OBJECTIVE » Give the stretch of the probate record from "This day appeared" through "the said will." again, substituting "Testator" for "Testatrix" wherever it occurs.

TEXT EXCERPT »
Lethe Tanner     [signed]     {SEAL)

Signed published and declared for her last will and testament by Althea Tanner in the presence of the undersigned who at her request and in her presence have affixed in names as witnesses thereto; May 15, 1847

Sam D. King    [Signed]       H.B. Croggin    [Signed]       E. Simms    [Signed]

 


District of Columbia 		}			Orphans Court 
Washington County, to wit 	}			     March 8th 1864

This day appeared H.B. Croggin, one of the subscribing witnesses to the a foregoing 	 
last will and testament of Alethia Tanner late of Washington County aforesaid, deceased, 
and made on oath on the Holy Evangels of Almighty God that he did see the Testatrix 
therein names sign and seal this will ; that she published , pronounced and declared the 
same to be her last will and testament; that at the time of so doing she was to the best of 
his apprehension, of sound and disposing mind, memory and understanding; and that his 
name as witness to the aforesaid will was signed in the presence and at the request of the 
Testatrix  and in the presence of Sam D. King & E. Simms, the other subscribing 
witnesses thereto, The said H.B. Croggin, at the same time also provided the Signature 
and death of the said E. Simms one of the witnesses to the said will.

Pointing dataset excerpts:
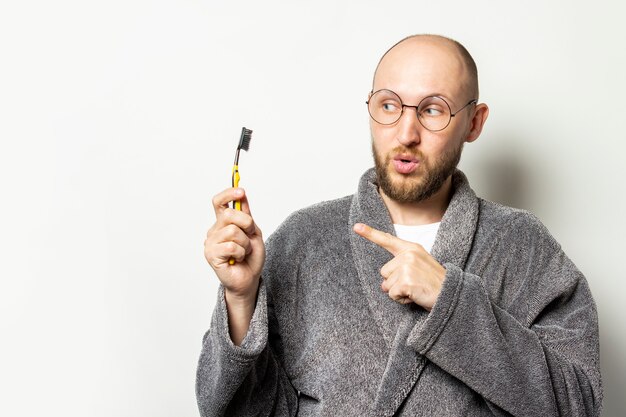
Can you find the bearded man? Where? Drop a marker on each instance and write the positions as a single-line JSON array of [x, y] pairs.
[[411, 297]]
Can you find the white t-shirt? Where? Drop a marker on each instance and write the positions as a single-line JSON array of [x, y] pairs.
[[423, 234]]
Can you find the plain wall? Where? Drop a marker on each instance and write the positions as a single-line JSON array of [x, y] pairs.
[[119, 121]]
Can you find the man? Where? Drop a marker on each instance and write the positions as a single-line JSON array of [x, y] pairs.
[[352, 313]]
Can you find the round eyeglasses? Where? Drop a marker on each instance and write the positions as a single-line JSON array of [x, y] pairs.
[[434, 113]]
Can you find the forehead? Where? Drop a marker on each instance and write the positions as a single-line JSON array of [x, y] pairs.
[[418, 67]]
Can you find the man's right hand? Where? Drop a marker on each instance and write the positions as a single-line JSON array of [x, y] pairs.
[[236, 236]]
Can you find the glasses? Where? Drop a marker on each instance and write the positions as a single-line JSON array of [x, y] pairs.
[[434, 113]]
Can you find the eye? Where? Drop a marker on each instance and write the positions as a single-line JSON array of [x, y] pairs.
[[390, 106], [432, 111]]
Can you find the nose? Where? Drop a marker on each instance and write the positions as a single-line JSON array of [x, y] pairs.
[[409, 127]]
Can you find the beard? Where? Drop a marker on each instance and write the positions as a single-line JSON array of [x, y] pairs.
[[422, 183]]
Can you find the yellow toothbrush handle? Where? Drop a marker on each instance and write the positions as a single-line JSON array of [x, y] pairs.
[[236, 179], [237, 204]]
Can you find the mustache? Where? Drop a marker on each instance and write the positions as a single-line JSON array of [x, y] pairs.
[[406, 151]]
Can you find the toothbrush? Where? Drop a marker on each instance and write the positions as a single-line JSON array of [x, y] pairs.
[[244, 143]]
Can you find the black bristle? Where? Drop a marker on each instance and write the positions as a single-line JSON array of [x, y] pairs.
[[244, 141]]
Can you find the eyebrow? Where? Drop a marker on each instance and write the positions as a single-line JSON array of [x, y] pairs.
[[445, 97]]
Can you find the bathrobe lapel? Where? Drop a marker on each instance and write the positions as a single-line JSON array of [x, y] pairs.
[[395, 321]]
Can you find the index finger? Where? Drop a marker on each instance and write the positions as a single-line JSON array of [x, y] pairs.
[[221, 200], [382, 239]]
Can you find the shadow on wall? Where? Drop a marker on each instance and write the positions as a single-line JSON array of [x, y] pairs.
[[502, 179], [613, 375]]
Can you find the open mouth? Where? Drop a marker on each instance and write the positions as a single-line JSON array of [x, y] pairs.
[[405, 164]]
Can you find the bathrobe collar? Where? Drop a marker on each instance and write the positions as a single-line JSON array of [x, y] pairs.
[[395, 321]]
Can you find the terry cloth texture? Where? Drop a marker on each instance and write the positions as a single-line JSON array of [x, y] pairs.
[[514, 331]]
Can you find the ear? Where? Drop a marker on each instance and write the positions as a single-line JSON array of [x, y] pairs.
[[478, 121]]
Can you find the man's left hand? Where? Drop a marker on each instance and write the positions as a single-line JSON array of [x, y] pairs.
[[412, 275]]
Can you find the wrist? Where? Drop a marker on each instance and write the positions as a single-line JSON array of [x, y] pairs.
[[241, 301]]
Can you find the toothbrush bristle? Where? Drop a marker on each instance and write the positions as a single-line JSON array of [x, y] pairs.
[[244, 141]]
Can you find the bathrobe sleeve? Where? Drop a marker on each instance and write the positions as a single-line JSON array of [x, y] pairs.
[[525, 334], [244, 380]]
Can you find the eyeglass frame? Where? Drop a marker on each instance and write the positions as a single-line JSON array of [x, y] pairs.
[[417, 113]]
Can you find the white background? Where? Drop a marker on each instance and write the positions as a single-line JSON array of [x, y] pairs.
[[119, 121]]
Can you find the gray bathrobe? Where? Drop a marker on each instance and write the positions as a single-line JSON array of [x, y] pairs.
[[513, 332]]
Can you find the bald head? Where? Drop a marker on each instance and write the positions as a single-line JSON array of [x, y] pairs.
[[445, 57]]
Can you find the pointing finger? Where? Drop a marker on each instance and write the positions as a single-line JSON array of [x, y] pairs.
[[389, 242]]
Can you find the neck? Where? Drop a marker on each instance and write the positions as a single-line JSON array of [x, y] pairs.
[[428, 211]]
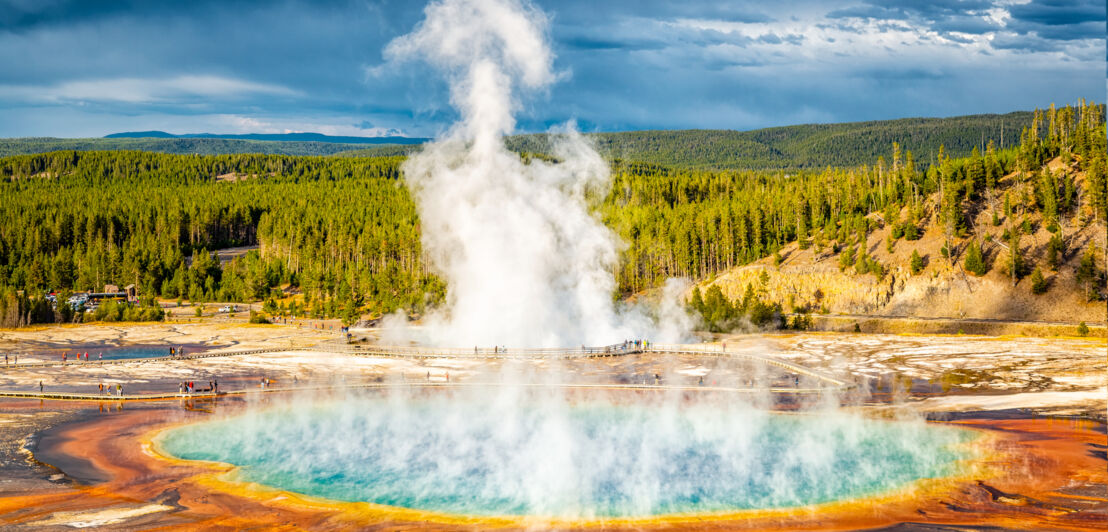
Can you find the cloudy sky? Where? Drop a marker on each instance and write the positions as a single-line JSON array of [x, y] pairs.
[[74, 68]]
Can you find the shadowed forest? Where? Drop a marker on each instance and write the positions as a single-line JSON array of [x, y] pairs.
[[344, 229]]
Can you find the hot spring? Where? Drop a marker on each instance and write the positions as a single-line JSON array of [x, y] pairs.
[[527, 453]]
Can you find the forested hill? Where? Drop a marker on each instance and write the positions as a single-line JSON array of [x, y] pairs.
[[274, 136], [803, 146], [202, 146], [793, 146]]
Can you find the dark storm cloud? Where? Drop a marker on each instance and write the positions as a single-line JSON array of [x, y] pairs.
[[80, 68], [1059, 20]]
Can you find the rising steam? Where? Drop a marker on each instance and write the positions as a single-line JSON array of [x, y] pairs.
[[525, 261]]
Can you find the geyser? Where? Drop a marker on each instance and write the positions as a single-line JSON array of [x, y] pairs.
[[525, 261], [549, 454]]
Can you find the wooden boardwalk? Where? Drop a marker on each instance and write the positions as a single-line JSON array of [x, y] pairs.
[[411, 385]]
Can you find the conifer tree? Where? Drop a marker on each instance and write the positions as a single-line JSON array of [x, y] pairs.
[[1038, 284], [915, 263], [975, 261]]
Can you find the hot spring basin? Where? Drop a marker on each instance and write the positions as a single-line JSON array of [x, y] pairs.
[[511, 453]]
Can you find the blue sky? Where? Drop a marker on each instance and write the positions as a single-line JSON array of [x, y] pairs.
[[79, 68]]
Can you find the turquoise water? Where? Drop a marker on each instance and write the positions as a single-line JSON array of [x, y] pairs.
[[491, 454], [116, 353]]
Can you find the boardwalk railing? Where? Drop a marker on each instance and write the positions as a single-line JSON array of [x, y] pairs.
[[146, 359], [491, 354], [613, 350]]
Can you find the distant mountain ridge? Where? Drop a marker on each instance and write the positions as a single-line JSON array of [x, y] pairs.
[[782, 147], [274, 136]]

==

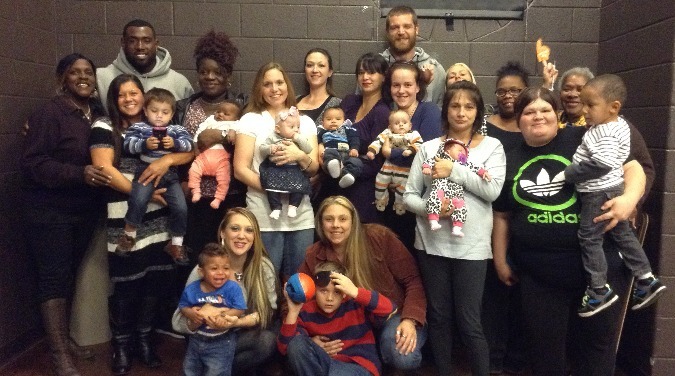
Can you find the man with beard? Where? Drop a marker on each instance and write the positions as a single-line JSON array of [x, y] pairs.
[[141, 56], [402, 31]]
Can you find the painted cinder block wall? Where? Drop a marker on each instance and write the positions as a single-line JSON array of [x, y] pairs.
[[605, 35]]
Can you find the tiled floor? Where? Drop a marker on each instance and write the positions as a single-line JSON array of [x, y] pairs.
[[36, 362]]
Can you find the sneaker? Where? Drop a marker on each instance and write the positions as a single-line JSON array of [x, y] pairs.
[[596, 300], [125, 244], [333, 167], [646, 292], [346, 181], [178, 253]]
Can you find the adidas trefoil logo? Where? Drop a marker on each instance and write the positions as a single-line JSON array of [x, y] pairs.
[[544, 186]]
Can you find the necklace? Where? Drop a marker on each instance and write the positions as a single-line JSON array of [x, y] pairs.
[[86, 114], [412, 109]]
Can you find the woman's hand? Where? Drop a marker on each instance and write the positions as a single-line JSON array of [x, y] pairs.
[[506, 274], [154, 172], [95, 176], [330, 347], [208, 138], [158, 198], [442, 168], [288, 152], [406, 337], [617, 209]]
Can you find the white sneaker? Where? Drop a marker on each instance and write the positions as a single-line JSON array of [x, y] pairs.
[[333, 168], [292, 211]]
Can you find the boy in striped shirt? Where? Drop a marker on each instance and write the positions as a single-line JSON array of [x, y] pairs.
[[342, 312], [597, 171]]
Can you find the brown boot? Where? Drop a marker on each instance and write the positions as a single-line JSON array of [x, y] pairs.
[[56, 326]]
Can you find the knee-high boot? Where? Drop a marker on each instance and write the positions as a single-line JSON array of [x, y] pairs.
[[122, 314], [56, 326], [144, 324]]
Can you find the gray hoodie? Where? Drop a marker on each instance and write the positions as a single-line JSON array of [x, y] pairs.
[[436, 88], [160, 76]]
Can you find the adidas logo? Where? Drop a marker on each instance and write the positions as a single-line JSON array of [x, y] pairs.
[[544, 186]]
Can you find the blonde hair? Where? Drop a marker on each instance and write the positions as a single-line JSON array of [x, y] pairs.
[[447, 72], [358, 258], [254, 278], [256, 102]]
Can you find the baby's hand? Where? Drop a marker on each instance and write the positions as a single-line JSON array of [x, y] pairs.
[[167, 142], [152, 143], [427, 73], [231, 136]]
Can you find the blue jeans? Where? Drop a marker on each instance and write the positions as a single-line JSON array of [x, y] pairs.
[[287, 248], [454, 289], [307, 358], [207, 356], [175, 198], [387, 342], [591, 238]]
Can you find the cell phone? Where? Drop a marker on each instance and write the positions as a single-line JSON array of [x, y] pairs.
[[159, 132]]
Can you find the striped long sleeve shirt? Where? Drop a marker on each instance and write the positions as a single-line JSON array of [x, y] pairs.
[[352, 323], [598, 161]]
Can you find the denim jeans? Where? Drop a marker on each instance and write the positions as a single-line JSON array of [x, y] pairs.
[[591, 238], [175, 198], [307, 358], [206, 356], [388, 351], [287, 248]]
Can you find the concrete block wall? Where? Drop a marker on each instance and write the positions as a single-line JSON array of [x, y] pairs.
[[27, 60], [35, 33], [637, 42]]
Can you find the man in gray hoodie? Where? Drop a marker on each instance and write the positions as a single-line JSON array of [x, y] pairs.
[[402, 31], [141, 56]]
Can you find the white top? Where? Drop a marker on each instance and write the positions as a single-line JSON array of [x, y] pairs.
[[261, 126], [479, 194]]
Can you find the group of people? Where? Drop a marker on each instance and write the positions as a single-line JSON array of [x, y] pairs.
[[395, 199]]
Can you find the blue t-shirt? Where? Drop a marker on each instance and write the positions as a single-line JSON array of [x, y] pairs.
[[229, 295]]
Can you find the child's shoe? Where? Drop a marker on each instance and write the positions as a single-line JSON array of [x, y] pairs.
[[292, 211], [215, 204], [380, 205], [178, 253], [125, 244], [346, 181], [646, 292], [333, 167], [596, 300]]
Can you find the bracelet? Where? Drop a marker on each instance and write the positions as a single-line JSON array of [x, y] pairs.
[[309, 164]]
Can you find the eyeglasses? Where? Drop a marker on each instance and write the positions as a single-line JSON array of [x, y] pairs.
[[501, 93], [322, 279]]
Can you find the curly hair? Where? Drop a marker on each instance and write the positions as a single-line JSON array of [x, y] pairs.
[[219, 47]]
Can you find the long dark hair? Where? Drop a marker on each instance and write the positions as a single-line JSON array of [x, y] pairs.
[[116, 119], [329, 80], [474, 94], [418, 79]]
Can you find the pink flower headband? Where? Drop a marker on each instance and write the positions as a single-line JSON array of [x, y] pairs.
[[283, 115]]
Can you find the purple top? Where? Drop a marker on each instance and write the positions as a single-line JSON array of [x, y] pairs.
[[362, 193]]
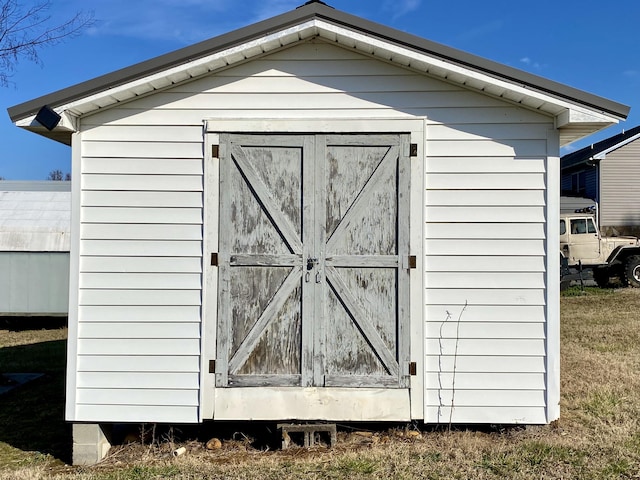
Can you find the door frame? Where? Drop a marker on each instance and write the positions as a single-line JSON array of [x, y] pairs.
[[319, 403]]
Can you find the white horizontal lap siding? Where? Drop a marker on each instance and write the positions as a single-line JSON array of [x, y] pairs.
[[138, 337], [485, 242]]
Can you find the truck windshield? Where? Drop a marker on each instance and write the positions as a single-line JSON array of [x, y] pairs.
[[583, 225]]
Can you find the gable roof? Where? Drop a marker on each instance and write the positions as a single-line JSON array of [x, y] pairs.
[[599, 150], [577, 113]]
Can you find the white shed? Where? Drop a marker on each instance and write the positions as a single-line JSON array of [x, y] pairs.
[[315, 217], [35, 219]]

RESULT BELOW »
This day appeared H.B. Croggin, one of the subscribing witnesses to the a foregoing 	 
last will and testament of Alethia Tanner late of Washington County aforesaid, deceased, 
and made on oath on the Holy Evangels of Almighty God that he did see the Testator 
therein names sign and seal this will ; that she published , pronounced and declared the 
same to be her last will and testament; that at the time of so doing she was to the best of 
his apprehension, of sound and disposing mind, memory and understanding; and that his 
name as witness to the aforesaid will was signed in the presence and at the request of the 
Testator  and in the presence of Sam D. King & E. Simms, the other subscribing 
witnesses thereto, The said H.B. Croggin, at the same time also provided the Signature 
and death of the said E. Simms one of the witnesses to the said will.